* Assignment *
Repeat, exactly and with no pictures, the lines that run from the beginning of the entries through the line containing "box: [301, 124, 379, 237]".

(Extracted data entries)
= = = =

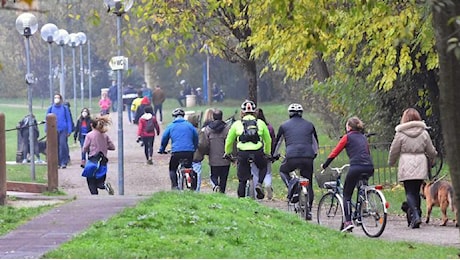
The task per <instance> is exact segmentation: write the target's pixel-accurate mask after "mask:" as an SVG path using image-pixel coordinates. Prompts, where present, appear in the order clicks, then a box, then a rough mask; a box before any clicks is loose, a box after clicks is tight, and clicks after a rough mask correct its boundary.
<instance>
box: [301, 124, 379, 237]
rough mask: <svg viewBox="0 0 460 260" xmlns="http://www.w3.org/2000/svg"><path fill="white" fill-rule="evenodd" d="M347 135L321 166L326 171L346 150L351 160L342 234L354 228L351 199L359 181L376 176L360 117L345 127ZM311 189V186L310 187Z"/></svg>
mask: <svg viewBox="0 0 460 260" xmlns="http://www.w3.org/2000/svg"><path fill="white" fill-rule="evenodd" d="M345 129H346V131H347V133H346V134H345V135H343V136H342V138H340V141H339V143H338V144H337V145H336V146H335V148H334V149H333V150H332V152H331V153H330V154H329V156H328V157H327V160H326V161H325V162H324V163H323V164H321V168H322V169H326V168H327V167H328V166H329V164H330V163H331V162H332V160H334V158H335V157H337V156H338V155H339V154H340V152H342V151H343V149H345V150H346V151H347V155H348V158H349V160H350V168H349V169H348V173H347V176H346V178H345V183H344V184H343V211H344V214H345V222H344V223H343V229H342V232H349V231H351V230H352V229H353V228H354V225H353V222H352V221H351V211H352V205H351V197H352V196H353V191H354V190H355V187H356V185H357V184H358V181H359V180H363V179H365V180H368V179H369V178H370V177H372V176H373V175H374V164H373V163H372V157H371V153H370V150H369V143H368V142H367V138H366V136H365V135H364V124H363V122H362V121H361V120H360V119H359V118H358V117H351V118H349V119H348V120H347V123H346V125H345ZM310 187H311V186H310Z"/></svg>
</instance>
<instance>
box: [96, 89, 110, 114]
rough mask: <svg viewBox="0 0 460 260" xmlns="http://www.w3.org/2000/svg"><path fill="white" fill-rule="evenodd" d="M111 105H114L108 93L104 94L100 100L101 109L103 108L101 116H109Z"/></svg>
mask: <svg viewBox="0 0 460 260" xmlns="http://www.w3.org/2000/svg"><path fill="white" fill-rule="evenodd" d="M111 105H112V101H110V99H109V97H108V96H107V92H102V95H101V100H99V107H100V108H101V116H103V115H107V114H109V113H110V107H111Z"/></svg>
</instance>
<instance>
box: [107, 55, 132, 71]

= = = =

* Written answer *
The task per <instance> is exact segmentation: write the target's pixel-accurate mask after "mask:" as an SVG path using image-pixel coordinates. Prompts, where present, appear in the order clicks, then a box, then a rough mask; a box before any clicks is loose, a box after clicks is tight, and clicks after a rough mask correct its boundary.
<instance>
box: [301, 124, 379, 237]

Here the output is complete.